TASK DIRECTIONS.
Rewrite the material below as a Markdown table with the columns Row and Line. Number each row, put one line per row, and leave out blank lines and pictures.

BEGIN DATA EXTRACT

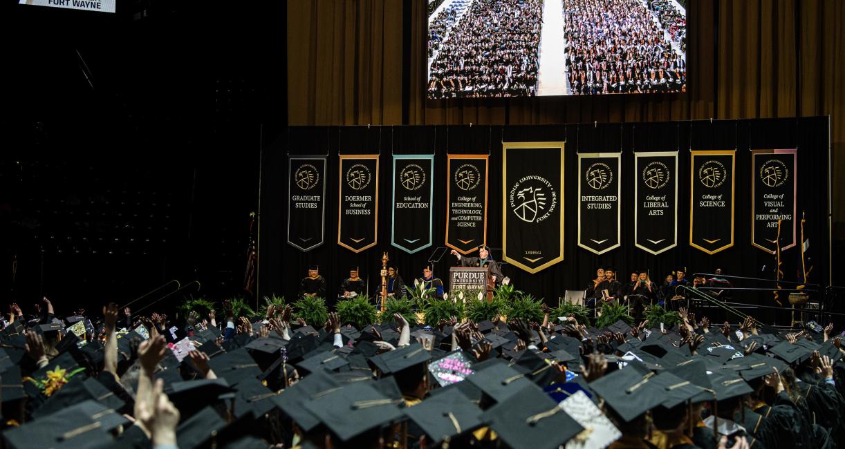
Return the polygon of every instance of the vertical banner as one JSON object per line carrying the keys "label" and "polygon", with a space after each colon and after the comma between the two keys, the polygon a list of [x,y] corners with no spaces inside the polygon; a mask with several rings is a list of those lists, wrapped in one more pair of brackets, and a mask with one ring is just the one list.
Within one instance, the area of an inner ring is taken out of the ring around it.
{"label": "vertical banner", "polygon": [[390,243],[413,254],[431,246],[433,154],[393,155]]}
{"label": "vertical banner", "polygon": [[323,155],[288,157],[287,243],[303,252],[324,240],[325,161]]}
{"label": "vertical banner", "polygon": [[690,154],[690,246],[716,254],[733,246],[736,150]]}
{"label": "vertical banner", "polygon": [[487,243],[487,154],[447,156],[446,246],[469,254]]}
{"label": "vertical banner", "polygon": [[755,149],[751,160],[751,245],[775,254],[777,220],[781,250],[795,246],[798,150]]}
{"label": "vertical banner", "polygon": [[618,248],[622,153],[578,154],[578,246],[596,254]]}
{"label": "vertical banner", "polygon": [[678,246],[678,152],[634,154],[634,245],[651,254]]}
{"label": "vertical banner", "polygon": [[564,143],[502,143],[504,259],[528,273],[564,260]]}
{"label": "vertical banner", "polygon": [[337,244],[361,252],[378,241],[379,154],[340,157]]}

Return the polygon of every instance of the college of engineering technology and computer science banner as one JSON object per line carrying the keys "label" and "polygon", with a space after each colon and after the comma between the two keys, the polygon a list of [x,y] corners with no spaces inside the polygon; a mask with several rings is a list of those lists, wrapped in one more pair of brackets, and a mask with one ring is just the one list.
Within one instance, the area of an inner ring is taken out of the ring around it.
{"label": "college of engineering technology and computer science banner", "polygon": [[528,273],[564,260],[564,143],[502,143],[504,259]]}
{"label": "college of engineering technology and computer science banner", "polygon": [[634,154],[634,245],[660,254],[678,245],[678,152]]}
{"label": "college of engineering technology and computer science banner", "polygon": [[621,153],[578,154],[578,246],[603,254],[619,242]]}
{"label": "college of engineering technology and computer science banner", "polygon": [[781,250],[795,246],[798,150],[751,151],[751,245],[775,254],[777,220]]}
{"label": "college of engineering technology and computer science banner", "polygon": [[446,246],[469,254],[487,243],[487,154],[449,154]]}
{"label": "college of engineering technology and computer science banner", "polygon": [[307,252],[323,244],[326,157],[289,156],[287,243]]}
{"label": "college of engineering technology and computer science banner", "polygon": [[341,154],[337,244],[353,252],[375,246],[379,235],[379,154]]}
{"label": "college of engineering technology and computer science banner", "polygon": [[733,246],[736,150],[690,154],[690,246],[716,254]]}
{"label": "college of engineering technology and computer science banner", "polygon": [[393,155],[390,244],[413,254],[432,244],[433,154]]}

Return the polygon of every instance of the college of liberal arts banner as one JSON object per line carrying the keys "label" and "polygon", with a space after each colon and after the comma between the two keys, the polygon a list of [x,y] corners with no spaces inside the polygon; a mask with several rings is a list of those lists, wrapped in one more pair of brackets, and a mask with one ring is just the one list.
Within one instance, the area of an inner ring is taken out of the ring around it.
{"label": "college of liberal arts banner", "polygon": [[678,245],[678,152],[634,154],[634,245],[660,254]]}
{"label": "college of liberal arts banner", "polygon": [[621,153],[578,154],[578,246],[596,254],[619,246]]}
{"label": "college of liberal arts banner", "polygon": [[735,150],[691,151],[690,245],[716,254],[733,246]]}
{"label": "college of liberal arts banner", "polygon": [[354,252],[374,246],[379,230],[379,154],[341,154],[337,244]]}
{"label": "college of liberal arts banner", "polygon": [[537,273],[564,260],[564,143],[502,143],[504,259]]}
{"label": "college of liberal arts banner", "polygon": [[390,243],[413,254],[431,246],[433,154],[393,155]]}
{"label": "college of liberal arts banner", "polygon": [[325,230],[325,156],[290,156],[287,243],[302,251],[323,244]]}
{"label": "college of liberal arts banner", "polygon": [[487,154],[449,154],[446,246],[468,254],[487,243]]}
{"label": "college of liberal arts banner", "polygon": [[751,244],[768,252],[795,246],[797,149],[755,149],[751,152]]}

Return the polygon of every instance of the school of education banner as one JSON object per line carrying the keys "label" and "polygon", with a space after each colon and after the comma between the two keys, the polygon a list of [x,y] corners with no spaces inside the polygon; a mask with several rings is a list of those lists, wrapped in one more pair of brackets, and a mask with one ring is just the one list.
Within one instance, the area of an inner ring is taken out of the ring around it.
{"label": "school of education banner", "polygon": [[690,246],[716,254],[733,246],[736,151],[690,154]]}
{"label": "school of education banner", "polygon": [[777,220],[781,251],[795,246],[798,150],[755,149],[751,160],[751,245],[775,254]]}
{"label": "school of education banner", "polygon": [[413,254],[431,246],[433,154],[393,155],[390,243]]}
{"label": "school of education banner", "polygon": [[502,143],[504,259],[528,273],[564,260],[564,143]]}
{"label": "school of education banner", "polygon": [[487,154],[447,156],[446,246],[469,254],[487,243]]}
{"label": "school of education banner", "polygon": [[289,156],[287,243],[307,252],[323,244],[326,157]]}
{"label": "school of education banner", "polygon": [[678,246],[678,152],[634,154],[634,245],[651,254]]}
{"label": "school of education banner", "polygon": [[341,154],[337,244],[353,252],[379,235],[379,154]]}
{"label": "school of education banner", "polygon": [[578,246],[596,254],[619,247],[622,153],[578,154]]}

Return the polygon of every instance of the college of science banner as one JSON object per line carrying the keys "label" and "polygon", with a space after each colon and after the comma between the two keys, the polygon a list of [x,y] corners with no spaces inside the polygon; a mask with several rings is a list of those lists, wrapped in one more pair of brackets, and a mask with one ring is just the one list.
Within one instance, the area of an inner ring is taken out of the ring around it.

END DATA EXTRACT

SOLVED EXERCISE.
| Row | Line |
|---|---|
| 1 | Return the polygon of every instance of the vertical banner as one JSON object per line carrying the keys "label" and "polygon", with a space after each colon and after the comma between the two keys, the polygon a list of [x,y] corners with no spaces inside the polygon; a mask with several rings is a list of those lists, wrapped in one more pair of brackets, and a mask with one ring is just the one list. |
| 2 | Within one instance, the area of an inner ring is taken out of the ring around it. |
| 3 | {"label": "vertical banner", "polygon": [[390,243],[413,254],[431,246],[433,154],[393,155]]} |
| 4 | {"label": "vertical banner", "polygon": [[323,155],[288,157],[287,243],[303,252],[324,240],[325,161]]} |
| 5 | {"label": "vertical banner", "polygon": [[690,154],[690,246],[716,254],[733,246],[736,150]]} |
| 6 | {"label": "vertical banner", "polygon": [[487,243],[487,154],[447,156],[446,246],[469,254]]} |
| 7 | {"label": "vertical banner", "polygon": [[755,149],[751,160],[751,245],[775,254],[777,220],[781,250],[795,246],[798,150]]} |
| 8 | {"label": "vertical banner", "polygon": [[618,248],[622,153],[578,154],[578,246],[596,254]]} |
| 9 | {"label": "vertical banner", "polygon": [[678,246],[678,152],[634,154],[634,245],[651,254]]} |
| 10 | {"label": "vertical banner", "polygon": [[564,143],[502,143],[504,259],[528,273],[564,260]]} |
| 11 | {"label": "vertical banner", "polygon": [[337,244],[361,252],[378,241],[379,154],[340,157]]} |
| 12 | Return the polygon of every instance of the college of engineering technology and computer science banner as one JSON object per line carrying the keys "label" and "polygon", with a space after each colon and after the comma between the two keys, the polygon a list of [x,y] corners with no spaces inside the polygon; a mask with several rings is a list of those lists, wrapped in one more pair of brackets, and a mask with one ring is just the one list. |
| 13 | Within one instance, the area of an inner ring is taken out of the ring around it. |
| 14 | {"label": "college of engineering technology and computer science banner", "polygon": [[528,273],[564,260],[564,143],[502,143],[504,259]]} |
| 15 | {"label": "college of engineering technology and computer science banner", "polygon": [[634,154],[634,245],[660,254],[678,245],[678,152]]} |
| 16 | {"label": "college of engineering technology and computer science banner", "polygon": [[621,153],[578,154],[578,246],[603,254],[619,242]]} |
| 17 | {"label": "college of engineering technology and computer science banner", "polygon": [[781,250],[795,246],[798,150],[751,151],[751,245],[775,254],[777,220]]} |
| 18 | {"label": "college of engineering technology and computer science banner", "polygon": [[446,246],[469,254],[487,243],[487,154],[449,154]]} |
| 19 | {"label": "college of engineering technology and computer science banner", "polygon": [[307,252],[323,244],[326,157],[289,156],[287,243]]} |
| 20 | {"label": "college of engineering technology and computer science banner", "polygon": [[341,154],[337,244],[353,252],[375,246],[379,235],[379,154]]} |
| 21 | {"label": "college of engineering technology and computer science banner", "polygon": [[733,246],[736,150],[690,154],[690,246],[716,254]]} |
| 22 | {"label": "college of engineering technology and computer science banner", "polygon": [[393,155],[390,244],[413,254],[432,244],[433,154]]} |
| 23 | Return the polygon of every instance of the college of liberal arts banner as one JSON object per line carrying the keys "label" and "polygon", with a space after each colon and after the comma between the two keys, the polygon a list of [x,y] corners with no spaces inside the polygon; a mask with several rings is a list of those lists, wrapped in one more pair of brackets, and a mask with one ring is just the one list. |
| 24 | Within one instance, the area of an inner ring is taken out of the ring around it. |
| 25 | {"label": "college of liberal arts banner", "polygon": [[678,245],[678,152],[634,154],[634,245],[660,254]]} |
| 26 | {"label": "college of liberal arts banner", "polygon": [[621,153],[578,154],[578,246],[596,254],[619,246]]} |
| 27 | {"label": "college of liberal arts banner", "polygon": [[735,150],[691,151],[690,245],[716,254],[733,246]]} |
| 28 | {"label": "college of liberal arts banner", "polygon": [[354,252],[374,246],[379,230],[379,154],[341,154],[337,244]]} |
| 29 | {"label": "college of liberal arts banner", "polygon": [[537,273],[564,260],[564,143],[502,143],[504,259]]} |
| 30 | {"label": "college of liberal arts banner", "polygon": [[390,243],[413,254],[431,246],[433,154],[393,155]]} |
| 31 | {"label": "college of liberal arts banner", "polygon": [[325,230],[325,156],[290,156],[287,243],[302,251],[323,244]]} |
| 32 | {"label": "college of liberal arts banner", "polygon": [[487,154],[449,154],[446,246],[468,254],[487,243]]} |
| 33 | {"label": "college of liberal arts banner", "polygon": [[751,244],[768,252],[795,246],[797,149],[755,149],[751,152]]} |
| 34 | Return the polygon of every instance of the school of education banner as one JSON object per line carrying the keys "label" and "polygon", with a space after each colon and after the comma between the two keys, the polygon a list of [x,y] corners with no spaces inside the polygon; a mask with several rings is a list of those lists, wrapped in one more pair of brackets, and a mask with one ring is just the one list. |
| 35 | Within one instance, the area of an inner ring is taken out of the ring around it. |
| 36 | {"label": "school of education banner", "polygon": [[690,246],[716,254],[733,246],[736,151],[690,154]]} |
| 37 | {"label": "school of education banner", "polygon": [[777,220],[781,251],[795,246],[798,150],[755,149],[751,160],[751,245],[775,254]]} |
| 38 | {"label": "school of education banner", "polygon": [[413,254],[431,246],[433,154],[393,155],[390,243]]} |
| 39 | {"label": "school of education banner", "polygon": [[502,143],[504,259],[528,273],[564,260],[564,143]]} |
| 40 | {"label": "school of education banner", "polygon": [[487,154],[447,156],[446,246],[469,254],[487,243]]} |
| 41 | {"label": "school of education banner", "polygon": [[289,156],[287,243],[307,252],[323,244],[326,157]]} |
| 42 | {"label": "school of education banner", "polygon": [[678,246],[678,152],[634,154],[634,245],[651,254]]} |
| 43 | {"label": "school of education banner", "polygon": [[341,154],[337,244],[353,252],[379,235],[379,154]]} |
| 44 | {"label": "school of education banner", "polygon": [[578,246],[596,254],[619,247],[622,153],[578,154]]} |
| 45 | Return the polygon of every instance of the college of science banner as one JSON object per line carrying the keys "label" and "polygon", with a space after each colon and after the comma between the two keys, the polygon a list of [x,y] corners with no spaces inside the polygon; a mask with several rings is a list of those lists, wrapped in one more pair of brackets, and a mask with one ring is just the one list. |
| 46 | Within one instance, the area of an inner ring is taken out of the ring around it. |